[Data excerpts]
- - -

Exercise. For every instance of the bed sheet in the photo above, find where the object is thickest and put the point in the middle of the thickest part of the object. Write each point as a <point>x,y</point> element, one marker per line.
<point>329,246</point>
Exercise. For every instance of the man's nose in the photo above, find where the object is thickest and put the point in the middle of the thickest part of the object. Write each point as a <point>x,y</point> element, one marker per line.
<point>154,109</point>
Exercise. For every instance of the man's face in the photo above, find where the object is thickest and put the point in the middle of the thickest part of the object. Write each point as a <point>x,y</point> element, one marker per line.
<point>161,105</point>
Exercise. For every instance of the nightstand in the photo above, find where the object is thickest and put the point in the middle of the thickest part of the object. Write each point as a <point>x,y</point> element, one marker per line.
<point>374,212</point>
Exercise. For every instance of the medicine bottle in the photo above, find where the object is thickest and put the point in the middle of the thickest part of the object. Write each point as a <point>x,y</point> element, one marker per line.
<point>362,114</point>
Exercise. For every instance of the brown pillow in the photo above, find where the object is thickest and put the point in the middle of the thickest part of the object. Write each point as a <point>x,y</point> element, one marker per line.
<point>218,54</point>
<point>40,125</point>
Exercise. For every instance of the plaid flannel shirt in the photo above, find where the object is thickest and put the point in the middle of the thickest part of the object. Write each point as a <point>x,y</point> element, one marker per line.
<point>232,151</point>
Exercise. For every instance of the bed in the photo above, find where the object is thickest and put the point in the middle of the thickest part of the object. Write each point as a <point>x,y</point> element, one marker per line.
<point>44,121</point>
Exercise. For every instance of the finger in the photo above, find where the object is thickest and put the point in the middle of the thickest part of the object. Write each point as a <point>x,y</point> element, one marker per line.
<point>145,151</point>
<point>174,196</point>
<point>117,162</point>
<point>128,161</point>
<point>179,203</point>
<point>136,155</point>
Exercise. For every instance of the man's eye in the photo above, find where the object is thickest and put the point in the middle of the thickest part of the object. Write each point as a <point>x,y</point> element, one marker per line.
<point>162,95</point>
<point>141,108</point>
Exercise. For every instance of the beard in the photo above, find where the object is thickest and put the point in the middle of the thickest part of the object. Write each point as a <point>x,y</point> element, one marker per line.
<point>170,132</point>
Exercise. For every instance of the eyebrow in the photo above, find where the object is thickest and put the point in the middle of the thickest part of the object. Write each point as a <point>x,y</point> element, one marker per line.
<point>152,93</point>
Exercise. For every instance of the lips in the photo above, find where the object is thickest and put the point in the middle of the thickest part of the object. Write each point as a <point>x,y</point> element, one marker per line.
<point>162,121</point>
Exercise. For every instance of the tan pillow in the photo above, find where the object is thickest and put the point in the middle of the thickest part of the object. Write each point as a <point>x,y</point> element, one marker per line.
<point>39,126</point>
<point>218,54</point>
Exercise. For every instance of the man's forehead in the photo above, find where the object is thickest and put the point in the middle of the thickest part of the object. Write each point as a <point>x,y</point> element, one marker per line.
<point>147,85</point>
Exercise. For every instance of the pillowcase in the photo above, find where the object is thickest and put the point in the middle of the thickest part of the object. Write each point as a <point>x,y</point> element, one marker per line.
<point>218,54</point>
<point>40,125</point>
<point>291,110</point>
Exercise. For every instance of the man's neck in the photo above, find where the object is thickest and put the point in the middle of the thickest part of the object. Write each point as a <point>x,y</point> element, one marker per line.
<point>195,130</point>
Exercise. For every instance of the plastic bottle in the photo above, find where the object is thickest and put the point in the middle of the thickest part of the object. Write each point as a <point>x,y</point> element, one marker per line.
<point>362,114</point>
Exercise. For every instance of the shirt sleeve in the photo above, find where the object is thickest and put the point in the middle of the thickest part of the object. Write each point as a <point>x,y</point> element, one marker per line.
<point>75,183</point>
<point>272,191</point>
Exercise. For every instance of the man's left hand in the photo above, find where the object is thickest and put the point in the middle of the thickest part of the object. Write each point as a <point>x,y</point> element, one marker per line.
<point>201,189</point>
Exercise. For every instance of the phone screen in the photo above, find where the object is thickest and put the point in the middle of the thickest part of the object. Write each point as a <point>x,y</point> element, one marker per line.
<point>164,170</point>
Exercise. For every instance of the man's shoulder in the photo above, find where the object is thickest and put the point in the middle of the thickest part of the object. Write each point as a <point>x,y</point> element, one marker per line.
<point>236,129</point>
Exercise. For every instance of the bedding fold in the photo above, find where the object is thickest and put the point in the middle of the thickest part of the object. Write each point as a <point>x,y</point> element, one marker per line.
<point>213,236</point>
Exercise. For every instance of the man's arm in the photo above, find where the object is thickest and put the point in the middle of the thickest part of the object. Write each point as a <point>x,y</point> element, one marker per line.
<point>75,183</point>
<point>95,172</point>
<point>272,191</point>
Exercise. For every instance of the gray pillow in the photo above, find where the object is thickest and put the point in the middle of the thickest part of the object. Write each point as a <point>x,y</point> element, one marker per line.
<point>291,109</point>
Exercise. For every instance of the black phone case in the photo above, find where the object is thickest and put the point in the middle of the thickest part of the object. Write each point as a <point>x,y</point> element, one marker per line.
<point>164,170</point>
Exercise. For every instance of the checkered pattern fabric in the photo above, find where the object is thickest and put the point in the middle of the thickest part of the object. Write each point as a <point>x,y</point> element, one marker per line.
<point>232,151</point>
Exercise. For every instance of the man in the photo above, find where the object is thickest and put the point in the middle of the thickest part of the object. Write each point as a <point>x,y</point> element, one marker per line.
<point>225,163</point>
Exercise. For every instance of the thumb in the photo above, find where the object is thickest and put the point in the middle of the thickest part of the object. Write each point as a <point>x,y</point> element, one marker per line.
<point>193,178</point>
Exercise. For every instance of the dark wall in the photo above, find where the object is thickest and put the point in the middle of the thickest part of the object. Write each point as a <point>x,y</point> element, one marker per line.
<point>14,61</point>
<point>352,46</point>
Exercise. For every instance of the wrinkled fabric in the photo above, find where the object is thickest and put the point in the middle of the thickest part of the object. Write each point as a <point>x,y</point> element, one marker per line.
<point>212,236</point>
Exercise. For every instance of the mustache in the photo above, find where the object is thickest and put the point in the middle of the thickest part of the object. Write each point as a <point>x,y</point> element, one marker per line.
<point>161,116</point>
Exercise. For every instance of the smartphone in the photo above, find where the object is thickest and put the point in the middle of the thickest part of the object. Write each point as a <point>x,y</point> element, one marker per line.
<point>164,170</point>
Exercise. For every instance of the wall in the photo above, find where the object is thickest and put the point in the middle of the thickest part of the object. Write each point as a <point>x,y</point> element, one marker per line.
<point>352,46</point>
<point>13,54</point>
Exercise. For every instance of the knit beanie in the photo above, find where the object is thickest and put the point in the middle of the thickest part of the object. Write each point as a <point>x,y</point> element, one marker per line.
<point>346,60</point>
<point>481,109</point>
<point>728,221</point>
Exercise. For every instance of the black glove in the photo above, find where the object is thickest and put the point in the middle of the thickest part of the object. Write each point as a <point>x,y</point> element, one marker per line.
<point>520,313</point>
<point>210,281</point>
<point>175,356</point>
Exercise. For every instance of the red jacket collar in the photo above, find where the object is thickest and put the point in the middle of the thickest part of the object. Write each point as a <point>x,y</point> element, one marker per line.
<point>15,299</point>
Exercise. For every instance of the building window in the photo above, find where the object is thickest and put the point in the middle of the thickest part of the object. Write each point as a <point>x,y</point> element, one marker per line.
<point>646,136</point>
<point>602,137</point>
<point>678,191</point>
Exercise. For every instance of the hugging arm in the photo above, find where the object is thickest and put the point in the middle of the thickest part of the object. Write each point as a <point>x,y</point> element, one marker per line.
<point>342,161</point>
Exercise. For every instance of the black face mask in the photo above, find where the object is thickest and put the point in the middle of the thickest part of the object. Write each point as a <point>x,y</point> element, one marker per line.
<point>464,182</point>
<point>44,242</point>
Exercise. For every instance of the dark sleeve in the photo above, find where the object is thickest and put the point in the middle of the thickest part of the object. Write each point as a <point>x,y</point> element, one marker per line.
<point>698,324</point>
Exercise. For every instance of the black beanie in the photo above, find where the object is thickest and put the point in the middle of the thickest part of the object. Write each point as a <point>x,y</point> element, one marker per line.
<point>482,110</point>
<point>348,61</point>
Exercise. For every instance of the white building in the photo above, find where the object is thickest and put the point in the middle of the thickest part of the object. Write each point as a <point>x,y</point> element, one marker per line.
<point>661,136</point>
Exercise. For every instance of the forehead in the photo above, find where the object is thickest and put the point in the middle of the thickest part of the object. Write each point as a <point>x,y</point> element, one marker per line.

- - -

_To do_
Each line from the one with "Exercise. For every instance of the black beanie" through the end of the entries above must be set down exactly, both end lines included, and no other line may appear.

_Result of this exercise_
Exercise. For every instance of the black beanie in the photo above, find where the object is thickest and put the point in the middle of the thickest part of the object. Write each point as a <point>x,y</point> element, one marker per line.
<point>482,110</point>
<point>348,61</point>
Exercise. For every instance of the white building in the photo above, find where the object is thickest and put the point in the middle of the thickest part of the object. Write each point as a <point>x,y</point> element, one marker per line.
<point>661,136</point>
Exercise. For every instance of the forehead in the photo above, find where the object is thickest and put the point in the middle of the thickest part of the object. Write each point as a <point>x,y</point> element, one marker per line.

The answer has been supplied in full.